A run of data
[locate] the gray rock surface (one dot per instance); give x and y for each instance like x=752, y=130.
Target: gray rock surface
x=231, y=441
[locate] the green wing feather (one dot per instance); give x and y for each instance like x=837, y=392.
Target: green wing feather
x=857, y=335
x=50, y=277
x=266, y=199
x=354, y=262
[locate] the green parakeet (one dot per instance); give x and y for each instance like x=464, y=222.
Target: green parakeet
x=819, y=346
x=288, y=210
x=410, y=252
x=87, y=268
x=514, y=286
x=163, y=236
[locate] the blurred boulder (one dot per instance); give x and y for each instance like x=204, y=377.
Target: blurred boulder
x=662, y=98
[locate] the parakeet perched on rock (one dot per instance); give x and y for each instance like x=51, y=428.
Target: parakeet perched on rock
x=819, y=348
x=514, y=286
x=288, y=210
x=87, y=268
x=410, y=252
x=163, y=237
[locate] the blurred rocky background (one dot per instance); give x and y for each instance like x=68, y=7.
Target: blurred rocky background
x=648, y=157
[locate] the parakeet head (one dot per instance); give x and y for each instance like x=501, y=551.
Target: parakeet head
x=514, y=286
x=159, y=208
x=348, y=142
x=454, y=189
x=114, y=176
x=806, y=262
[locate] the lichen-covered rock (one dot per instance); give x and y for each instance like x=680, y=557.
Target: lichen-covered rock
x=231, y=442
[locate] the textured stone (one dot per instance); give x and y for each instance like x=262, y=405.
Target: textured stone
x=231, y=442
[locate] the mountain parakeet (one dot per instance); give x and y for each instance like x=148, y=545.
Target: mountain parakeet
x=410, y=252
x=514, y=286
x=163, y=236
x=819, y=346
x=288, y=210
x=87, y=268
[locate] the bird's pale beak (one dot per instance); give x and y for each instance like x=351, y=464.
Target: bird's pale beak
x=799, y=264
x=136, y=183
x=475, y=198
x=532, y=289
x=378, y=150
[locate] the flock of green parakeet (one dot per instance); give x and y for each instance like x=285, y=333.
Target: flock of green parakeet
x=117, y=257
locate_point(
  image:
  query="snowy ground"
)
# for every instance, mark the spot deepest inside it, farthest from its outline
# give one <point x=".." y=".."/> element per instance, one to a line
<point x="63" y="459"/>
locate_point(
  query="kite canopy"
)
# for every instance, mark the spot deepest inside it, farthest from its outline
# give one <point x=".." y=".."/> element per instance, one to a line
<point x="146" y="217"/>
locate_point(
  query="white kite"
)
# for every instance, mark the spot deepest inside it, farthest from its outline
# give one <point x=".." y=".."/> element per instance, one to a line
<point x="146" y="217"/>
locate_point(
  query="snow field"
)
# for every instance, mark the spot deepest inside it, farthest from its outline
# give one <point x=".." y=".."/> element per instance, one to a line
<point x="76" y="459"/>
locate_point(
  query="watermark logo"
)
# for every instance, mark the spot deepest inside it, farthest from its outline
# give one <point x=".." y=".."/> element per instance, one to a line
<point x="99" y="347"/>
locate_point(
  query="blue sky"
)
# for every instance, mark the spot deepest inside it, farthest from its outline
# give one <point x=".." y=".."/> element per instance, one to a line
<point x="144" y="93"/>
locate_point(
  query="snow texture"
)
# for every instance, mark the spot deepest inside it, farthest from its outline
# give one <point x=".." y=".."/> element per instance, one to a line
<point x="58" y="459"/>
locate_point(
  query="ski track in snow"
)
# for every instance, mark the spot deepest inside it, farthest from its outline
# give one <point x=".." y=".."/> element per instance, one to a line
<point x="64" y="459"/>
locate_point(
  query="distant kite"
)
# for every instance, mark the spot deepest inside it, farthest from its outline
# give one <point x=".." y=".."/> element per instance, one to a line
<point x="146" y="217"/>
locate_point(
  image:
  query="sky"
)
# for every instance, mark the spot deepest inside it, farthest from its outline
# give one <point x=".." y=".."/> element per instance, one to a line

> _What to produce_:
Reproduce everything from the start of the data down to the line containing "x=354, y=262", requests included, and scale only the answer coordinates by 0.5, rounding each to a whole number with halves rounded up.

> _The solution_:
[locate] the gray rock surface (one dot per instance); give x and y for each instance like x=752, y=130.
Target: gray rock surface
x=116, y=221
[locate] the green wing feather (one dot per instance); give x and y for each instance like x=837, y=392.
Target: green wing feather
x=429, y=168
x=25, y=139
x=133, y=100
x=177, y=131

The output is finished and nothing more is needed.